Objective - Reproduce the rows below word for word, beginning with the line that contains "Would it be possible for you to locate the cream" and going on through the line that contains "129, 283, 167, 318".
|---|
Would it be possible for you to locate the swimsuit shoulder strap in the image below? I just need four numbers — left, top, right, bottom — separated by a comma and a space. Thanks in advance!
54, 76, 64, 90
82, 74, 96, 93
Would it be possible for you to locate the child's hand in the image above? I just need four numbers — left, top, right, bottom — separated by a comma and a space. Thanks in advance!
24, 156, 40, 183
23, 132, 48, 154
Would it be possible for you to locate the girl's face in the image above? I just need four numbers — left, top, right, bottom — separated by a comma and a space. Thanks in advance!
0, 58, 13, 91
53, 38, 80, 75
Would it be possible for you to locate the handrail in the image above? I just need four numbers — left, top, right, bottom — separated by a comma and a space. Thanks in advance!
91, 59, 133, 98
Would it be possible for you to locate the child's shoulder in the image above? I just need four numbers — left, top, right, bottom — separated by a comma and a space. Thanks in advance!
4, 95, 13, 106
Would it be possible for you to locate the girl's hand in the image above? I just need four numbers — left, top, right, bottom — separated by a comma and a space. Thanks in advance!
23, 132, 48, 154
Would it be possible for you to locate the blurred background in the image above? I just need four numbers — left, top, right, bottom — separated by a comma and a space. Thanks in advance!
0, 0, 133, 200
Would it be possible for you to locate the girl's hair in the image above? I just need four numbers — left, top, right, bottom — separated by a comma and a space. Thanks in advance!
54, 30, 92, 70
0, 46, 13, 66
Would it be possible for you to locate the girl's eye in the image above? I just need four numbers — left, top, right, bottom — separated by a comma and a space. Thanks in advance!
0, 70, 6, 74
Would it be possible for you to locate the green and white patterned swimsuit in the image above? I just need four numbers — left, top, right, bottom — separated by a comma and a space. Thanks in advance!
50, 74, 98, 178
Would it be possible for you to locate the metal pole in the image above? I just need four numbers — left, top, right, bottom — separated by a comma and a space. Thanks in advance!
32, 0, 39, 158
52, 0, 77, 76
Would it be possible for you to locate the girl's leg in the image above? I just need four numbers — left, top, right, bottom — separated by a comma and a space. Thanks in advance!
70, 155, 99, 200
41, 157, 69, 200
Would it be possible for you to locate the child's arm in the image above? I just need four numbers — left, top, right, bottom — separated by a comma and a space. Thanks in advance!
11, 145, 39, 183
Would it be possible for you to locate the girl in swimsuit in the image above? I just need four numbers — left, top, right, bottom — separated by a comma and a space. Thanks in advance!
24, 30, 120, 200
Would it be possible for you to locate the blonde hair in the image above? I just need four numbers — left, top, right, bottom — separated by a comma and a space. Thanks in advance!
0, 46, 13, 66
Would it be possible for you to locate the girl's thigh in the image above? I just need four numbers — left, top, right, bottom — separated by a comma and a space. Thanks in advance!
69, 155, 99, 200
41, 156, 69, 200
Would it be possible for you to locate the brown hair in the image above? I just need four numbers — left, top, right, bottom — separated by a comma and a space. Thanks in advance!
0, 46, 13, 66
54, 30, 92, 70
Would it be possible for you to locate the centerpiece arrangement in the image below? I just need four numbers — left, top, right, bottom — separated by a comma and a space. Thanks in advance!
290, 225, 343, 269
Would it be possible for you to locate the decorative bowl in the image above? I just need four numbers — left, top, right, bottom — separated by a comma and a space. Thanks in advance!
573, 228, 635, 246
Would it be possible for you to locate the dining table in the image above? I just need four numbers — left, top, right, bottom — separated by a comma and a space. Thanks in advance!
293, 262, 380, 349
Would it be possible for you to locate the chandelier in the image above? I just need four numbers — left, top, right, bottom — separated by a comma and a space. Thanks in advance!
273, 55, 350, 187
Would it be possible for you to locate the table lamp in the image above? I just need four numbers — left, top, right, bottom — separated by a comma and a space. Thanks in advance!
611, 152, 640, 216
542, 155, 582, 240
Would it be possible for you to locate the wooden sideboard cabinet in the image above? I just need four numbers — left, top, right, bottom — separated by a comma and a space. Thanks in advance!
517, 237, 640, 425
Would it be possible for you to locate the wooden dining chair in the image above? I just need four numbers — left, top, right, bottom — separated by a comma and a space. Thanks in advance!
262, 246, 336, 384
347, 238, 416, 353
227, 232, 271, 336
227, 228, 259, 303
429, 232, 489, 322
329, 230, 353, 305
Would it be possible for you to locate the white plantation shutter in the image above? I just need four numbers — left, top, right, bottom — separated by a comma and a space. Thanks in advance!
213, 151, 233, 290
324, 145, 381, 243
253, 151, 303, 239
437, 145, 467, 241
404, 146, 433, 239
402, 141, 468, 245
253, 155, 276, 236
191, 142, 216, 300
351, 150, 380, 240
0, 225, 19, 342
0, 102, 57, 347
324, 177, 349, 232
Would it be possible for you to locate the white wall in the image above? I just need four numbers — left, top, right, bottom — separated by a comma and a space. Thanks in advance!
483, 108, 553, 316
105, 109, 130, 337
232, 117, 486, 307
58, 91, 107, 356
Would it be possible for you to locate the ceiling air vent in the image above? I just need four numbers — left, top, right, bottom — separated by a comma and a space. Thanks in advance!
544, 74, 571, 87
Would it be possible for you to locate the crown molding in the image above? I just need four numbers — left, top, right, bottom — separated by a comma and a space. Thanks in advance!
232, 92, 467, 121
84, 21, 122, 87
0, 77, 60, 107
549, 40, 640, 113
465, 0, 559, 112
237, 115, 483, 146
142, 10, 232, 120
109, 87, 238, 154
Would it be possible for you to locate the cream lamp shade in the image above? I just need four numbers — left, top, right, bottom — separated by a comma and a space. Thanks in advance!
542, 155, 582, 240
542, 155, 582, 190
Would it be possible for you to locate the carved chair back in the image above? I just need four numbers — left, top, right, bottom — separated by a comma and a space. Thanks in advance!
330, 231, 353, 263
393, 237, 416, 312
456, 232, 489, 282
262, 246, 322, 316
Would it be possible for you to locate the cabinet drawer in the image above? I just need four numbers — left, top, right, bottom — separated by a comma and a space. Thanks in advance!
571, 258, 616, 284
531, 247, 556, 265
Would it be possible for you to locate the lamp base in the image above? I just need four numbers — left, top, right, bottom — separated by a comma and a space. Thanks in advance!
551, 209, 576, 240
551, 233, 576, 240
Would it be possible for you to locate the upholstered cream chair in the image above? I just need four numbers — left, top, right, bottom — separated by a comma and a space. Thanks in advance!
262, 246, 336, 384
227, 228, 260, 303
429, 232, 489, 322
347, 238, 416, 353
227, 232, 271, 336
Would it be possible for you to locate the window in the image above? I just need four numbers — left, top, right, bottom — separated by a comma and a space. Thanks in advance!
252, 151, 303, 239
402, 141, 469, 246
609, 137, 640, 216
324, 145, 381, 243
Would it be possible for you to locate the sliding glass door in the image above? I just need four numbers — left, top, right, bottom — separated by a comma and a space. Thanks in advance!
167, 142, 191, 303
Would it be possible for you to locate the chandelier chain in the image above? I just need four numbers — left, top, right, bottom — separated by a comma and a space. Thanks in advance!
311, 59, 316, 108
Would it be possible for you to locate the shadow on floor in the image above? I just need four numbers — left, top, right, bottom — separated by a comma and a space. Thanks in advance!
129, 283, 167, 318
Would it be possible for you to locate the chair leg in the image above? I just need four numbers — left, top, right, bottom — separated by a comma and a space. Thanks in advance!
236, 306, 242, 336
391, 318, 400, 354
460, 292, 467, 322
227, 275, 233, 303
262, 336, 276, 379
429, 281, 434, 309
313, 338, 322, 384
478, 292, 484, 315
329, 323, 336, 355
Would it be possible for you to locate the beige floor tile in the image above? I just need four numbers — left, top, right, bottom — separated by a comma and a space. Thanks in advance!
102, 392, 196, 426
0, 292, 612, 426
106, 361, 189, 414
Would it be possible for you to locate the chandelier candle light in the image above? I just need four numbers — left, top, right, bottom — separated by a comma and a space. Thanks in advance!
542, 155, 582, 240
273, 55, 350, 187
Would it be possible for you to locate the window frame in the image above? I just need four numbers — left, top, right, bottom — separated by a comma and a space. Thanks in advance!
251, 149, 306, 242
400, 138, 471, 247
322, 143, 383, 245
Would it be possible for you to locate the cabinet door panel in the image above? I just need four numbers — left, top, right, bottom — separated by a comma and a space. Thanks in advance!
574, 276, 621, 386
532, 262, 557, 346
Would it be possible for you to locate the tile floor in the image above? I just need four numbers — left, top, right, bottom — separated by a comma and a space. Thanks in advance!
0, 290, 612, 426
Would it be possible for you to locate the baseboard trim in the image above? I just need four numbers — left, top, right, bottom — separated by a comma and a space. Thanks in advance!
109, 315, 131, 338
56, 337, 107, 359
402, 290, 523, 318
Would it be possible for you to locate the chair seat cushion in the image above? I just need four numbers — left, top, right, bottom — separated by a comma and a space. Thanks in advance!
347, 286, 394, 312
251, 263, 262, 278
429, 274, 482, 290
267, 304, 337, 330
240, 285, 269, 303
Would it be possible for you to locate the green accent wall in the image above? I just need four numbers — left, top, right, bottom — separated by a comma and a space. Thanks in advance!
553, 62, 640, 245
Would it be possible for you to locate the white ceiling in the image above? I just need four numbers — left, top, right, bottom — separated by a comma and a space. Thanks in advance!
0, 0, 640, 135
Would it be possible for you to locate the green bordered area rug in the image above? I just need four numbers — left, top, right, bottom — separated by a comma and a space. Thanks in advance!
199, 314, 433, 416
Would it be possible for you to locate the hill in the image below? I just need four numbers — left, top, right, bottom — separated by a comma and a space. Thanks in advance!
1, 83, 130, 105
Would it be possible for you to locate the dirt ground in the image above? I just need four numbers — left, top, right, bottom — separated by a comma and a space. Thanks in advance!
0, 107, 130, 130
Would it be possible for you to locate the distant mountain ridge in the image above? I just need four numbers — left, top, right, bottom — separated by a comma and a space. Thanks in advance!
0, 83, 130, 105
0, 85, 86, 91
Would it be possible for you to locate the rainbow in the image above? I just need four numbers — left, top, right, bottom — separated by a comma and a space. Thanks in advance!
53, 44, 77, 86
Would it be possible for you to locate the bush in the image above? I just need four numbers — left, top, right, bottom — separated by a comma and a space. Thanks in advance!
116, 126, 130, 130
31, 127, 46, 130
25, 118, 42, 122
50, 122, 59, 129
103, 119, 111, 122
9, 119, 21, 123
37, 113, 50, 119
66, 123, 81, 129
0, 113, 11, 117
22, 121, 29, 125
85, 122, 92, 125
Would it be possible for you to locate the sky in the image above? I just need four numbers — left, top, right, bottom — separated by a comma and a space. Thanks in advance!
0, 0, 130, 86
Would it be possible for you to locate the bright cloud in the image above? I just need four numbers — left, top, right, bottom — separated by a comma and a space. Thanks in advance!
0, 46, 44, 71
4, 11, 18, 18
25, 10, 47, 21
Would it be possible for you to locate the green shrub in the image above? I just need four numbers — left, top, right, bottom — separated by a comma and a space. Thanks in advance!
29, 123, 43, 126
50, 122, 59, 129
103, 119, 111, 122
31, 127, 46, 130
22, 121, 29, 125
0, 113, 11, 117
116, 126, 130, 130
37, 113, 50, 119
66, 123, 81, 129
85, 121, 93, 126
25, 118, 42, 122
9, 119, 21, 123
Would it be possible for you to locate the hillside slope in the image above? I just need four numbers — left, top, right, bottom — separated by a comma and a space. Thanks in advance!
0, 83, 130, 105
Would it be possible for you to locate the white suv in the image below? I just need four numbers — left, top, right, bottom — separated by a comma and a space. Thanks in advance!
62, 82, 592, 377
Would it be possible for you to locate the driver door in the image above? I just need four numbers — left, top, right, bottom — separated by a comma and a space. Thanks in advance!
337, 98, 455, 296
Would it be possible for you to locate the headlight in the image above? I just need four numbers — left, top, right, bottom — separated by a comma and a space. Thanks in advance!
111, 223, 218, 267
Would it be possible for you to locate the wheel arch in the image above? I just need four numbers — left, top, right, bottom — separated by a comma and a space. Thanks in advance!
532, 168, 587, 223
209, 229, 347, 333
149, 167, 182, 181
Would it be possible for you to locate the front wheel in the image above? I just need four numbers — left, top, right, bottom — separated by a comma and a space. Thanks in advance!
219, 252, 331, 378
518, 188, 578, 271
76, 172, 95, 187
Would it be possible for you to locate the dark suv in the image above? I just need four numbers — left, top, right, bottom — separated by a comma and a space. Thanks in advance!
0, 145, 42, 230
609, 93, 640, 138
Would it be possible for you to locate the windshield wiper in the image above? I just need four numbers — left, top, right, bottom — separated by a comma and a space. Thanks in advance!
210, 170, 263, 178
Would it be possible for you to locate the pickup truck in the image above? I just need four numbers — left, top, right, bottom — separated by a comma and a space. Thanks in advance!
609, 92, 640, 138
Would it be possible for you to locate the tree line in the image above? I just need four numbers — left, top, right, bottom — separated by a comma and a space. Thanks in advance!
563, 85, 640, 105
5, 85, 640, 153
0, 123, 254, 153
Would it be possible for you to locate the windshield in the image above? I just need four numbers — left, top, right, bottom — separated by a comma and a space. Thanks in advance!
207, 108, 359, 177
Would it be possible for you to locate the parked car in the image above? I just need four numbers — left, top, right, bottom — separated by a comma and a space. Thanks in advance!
|---|
The output -
Would it be possible for you to locate the cream lamp shade in the image above? I just need four numbers — left, top, right, bottom — separated by a comma and a space. Thanks in advance!
542, 155, 582, 240
542, 155, 582, 190
Would it be possible for you to locate the carved chair back in the image above? I just need four numbers — left, top, right, bottom — separated by a comma and a space. Thanks in advance!
330, 231, 353, 263
393, 237, 416, 312
456, 232, 489, 282
262, 246, 322, 316
Would it be possible for you to locate the cabinet drawer in the image above? I just need four numbers — left, top, right, bottom — separated by a comma and a space. Thanks in advance!
571, 258, 616, 284
531, 247, 556, 265
Would it be possible for you to locate the lamp base in the image above? I just need four numbers — left, top, right, bottom — separated by a comma and a space. Thanks in advance!
551, 209, 576, 240
551, 233, 576, 240
Would it be possible for you to locate the upholstered cream chair in the image above? I just need four numbers — left, top, right, bottom — separated by a comma and a space. Thanks in advance!
262, 246, 336, 384
227, 228, 260, 303
429, 232, 489, 322
347, 238, 416, 353
227, 232, 271, 336
Would it be possible for you to locate the window in the image above? I just need four numbers — left, top, right, bottom — separated by a comma and a space. Thanks in advance!
252, 151, 303, 239
402, 141, 469, 246
609, 137, 640, 216
324, 145, 381, 243
Would it be possible for you to locate the sliding glass door in the image above? I just need four numbers — left, top, right, bottom — separated by a comma and a space. Thanks in advance!
167, 142, 191, 303
Would it be possible for you to locate the chandelier chain in the image above? I just need four numbers — left, top, right, bottom — separated by a comma and a space. Thanks in advance!
311, 59, 316, 108
Would it be possible for you to locate the shadow on floor in the image above? I just need four numbers — left, top, right, bottom — separated by a comma and a space. Thanks in advance!
129, 283, 167, 318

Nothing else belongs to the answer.